- Consigne 1: Disposez en liste numérotée, sans les lignes vides, les entrées allant de la ligne qui contient « Drop a pin on every instance of the stone fireplace » jusqu'à celle qui contient « x=454, y=244 », ces deux lignes comprises.

Ils ont discrètement soutenu le ministre de la Défense Yoav Gallant, que Netanyahu a tenté de limoger après qu’il s’est publiquement prononcé, en faveur de la suspension de la réforme du système judiciaire. Deri s’est efforcé de convaincre Netanyahu de ne pas renvoyer Gallant.

Ils ont ouvertement exhorté les habitants de Bnei Brak à éviter les affrontements de rue lorsque des manifestations contre la réforme ont eu lieu la ville ultra-orthodoxe la semaine dernière. Et ces derniers jours, lorsque des manifestations de droite en faveur de la réforme ont commencé à s’organiser, les dirigeants haredim ont fermement retenu leurs ouailles, qui ne se sont pas jointes aux protestations.

Ils ont même commencé à étudier la possibilité d’une nouvelle coalition avec les partis centristes.

Jusqu’à récemment, les partis haredim avaient défendu certaines des mesures les plus impopulaires de la réforme, notamment la clause dite « dérogatoire » permettant à la Knesset d’ignorer les décisions de justice par un vote à la majorité simple, la loi Deri, les projets de loi renforçant les tribunaux religieux et permettant aux administrateurs d’hôpitaux publics d’interdire les produits au levain, appelés hametz, pendant Pessah.

Puis, tout à coup, ils ont semblé travailler avec ardeur pour bloquer et paralyser la coalition, pour atténuer la rhétorique et faire pression sur Netanyahu et d’autres personnalités de droite afin qu’ils recherchent un compromis.

Mais que s’est-il passé ?

La méfiance à l’égard de la Cour

Aucune population israélienne n’est plus en colère contre la Haute Cour ou opposée à ses pouvoirs très critiqués que la communauté ultra-orthodoxe.

Pour la majeure partie de la droite, la réforme de la Cour est une pierre angulaire de l’identité politique et de l’idéologie. C’est une aberration. Rares sont ceux qui peuvent citer un préjudice personnel spécifique qui leur aurait été causé par la Cour.

Les décisions sur le recrutement militaire – l’annulation par la Cour de plusieurs compromis conclus à la Knesset sur la question du recrutement de jeunes hommes haredim dans l’armée israélienne – ont fait du pouvoir et de l’activisme de la Cour une question brûlante. Les décisions de la Cour limitant les subventions de l’État aux écoles qui refusent d’enseigner les matières du tronc commun, telles que les mathématiques et l’anglais, ont eu un effet similaire, convainquant un grand nombre de haredim ordinaires que la Cour est un instrument d’ingénierie sociale libérale qui déchire le tissu de leur société.

- Consigne 2: Traduisez en anglais cette phrase de l'extrait sur la réforme judiciaire : « Ils ont même commencé à étudier la possibilité d'une nouvelle coalition avec les partis centristes. »

- Entrées à traiter:

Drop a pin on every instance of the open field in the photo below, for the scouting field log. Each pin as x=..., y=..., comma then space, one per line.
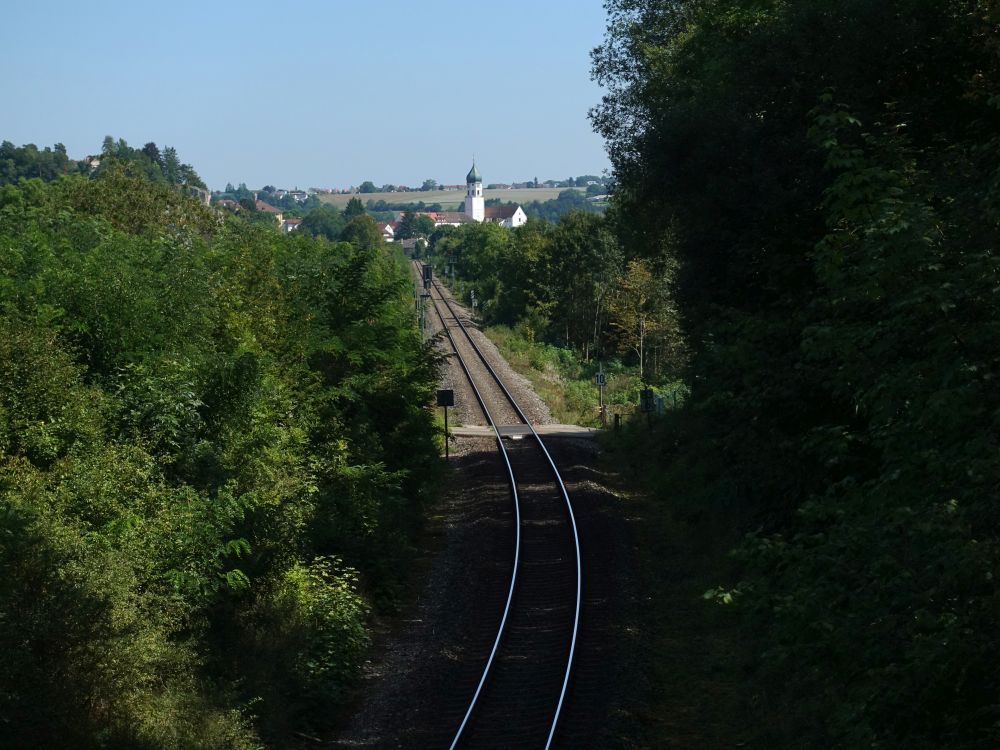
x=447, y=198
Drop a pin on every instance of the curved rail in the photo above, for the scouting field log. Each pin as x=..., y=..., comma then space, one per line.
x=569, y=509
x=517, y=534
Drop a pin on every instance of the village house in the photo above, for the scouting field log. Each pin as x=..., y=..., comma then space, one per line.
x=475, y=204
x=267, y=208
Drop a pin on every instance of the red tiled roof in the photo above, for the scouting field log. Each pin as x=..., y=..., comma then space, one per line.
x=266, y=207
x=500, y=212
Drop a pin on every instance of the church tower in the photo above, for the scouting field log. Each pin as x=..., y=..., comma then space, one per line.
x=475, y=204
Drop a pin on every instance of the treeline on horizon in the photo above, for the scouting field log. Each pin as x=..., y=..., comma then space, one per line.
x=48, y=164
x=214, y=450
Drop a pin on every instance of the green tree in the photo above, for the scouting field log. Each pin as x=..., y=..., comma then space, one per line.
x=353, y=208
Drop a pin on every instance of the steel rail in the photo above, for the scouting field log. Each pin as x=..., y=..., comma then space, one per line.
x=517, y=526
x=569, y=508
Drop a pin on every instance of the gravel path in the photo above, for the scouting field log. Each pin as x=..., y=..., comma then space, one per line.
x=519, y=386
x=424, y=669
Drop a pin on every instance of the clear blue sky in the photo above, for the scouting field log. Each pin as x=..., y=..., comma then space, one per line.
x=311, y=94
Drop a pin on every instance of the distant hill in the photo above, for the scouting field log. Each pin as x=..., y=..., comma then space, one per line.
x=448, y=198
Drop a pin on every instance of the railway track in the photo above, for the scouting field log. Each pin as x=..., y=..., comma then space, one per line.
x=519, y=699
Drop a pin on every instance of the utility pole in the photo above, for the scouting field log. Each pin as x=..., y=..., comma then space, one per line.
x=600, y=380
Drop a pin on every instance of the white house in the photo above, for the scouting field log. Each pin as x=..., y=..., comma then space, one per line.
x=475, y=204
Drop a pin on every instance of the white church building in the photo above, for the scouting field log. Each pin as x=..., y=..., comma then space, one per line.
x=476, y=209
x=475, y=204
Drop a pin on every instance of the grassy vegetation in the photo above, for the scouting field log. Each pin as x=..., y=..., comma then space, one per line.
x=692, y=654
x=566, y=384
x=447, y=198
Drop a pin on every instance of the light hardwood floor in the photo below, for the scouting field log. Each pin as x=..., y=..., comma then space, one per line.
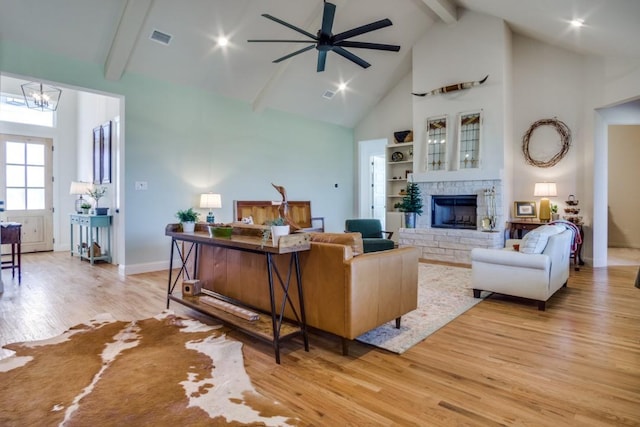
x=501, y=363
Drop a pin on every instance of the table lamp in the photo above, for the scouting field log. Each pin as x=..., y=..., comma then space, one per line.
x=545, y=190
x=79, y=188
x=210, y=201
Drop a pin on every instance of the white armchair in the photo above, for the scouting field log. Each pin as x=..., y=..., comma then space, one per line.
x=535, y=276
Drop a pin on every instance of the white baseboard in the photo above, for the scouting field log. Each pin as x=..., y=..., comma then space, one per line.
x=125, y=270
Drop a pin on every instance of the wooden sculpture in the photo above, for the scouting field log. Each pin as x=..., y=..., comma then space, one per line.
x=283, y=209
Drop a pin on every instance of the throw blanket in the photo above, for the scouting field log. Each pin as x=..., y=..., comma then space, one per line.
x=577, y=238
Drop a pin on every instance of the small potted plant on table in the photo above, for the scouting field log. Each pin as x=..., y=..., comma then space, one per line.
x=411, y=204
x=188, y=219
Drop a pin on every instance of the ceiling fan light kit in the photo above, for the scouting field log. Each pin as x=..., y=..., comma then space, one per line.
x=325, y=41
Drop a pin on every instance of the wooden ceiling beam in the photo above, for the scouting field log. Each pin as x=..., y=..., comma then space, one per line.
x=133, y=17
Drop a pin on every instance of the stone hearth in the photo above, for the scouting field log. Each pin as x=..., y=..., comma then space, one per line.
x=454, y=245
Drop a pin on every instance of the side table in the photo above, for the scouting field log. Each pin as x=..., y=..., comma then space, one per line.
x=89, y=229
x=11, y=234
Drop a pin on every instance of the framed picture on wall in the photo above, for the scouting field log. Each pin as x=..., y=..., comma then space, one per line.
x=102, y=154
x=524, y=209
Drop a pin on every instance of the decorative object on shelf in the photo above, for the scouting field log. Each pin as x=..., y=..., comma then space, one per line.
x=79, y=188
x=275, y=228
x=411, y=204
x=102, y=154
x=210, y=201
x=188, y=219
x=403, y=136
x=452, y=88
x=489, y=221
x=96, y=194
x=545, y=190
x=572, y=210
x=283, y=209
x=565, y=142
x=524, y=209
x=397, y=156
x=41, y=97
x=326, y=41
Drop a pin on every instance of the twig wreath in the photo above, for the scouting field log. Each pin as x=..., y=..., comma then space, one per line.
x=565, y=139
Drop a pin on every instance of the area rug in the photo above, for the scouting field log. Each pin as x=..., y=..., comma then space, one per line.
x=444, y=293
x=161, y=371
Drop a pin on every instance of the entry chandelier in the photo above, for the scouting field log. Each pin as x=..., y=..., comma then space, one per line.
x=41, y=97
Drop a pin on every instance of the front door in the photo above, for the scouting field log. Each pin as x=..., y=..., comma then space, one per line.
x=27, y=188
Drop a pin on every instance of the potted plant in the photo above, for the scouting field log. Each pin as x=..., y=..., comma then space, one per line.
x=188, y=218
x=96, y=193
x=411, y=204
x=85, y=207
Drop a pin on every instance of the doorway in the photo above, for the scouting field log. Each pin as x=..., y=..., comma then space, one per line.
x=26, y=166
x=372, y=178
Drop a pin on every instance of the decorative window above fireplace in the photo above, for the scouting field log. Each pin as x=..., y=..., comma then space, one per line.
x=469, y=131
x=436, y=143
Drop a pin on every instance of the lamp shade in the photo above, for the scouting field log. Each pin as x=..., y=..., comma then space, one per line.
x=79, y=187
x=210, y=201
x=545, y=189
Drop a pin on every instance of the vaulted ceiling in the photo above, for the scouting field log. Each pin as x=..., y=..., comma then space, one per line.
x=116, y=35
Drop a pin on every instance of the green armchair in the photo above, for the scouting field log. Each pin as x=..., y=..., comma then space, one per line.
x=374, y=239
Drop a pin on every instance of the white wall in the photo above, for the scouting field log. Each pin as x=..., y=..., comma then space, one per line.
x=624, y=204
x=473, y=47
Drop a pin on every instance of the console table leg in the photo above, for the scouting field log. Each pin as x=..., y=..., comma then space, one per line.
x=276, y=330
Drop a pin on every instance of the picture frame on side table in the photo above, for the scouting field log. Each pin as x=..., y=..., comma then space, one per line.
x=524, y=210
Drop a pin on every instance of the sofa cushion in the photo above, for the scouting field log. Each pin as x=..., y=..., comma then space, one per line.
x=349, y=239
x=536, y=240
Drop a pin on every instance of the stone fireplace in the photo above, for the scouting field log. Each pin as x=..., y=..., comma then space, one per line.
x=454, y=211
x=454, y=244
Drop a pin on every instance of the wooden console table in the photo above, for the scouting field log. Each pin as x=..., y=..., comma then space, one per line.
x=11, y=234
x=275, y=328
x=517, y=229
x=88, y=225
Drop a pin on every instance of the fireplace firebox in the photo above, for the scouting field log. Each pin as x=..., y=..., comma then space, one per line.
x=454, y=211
--
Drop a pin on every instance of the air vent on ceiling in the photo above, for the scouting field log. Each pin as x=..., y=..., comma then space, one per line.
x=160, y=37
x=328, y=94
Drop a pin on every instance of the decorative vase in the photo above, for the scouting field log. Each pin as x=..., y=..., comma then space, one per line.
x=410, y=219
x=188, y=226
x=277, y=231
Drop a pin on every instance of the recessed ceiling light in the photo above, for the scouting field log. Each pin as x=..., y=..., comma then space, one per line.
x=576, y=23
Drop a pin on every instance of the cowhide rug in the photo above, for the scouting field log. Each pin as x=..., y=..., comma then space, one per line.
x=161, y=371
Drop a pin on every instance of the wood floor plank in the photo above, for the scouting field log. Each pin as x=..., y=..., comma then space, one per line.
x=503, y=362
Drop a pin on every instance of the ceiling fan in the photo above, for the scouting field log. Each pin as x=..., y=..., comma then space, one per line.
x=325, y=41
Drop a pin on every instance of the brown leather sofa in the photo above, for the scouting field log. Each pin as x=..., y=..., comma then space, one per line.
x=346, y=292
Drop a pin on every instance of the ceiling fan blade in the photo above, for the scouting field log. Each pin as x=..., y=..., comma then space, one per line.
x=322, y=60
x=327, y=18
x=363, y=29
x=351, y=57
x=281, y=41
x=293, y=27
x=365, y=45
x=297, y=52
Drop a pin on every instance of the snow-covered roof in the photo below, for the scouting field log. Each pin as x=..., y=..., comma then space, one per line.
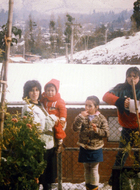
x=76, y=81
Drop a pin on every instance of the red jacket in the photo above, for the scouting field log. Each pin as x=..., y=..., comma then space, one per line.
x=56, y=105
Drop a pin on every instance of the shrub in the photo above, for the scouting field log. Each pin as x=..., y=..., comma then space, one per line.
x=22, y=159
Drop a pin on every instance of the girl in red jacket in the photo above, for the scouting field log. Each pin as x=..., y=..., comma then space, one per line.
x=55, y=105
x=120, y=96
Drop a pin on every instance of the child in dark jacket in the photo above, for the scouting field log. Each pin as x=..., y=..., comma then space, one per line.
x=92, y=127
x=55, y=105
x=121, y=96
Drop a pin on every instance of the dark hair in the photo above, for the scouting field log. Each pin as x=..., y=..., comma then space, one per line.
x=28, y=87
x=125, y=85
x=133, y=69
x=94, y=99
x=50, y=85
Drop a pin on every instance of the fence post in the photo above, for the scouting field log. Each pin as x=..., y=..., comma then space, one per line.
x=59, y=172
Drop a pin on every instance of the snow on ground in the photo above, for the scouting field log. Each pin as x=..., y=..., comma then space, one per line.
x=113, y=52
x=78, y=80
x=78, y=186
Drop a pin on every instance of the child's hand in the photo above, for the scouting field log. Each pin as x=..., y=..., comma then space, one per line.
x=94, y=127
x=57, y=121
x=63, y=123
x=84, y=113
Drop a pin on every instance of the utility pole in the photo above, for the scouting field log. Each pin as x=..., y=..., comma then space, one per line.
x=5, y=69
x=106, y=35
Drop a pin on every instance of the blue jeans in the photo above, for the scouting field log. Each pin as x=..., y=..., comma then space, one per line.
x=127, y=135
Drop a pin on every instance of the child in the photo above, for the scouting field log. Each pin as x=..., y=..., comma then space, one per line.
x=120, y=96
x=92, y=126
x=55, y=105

- Bonne réponse 1:
1. Drop a pin on every instance of the stone fireplace in the photo above, for the scouting field log. Each pin as x=..., y=..., comma then space, one per line.
2. x=454, y=211
3. x=454, y=244

- Bonne réponse 2: They even began to explore the possibility of a new coalition with the centrist parties.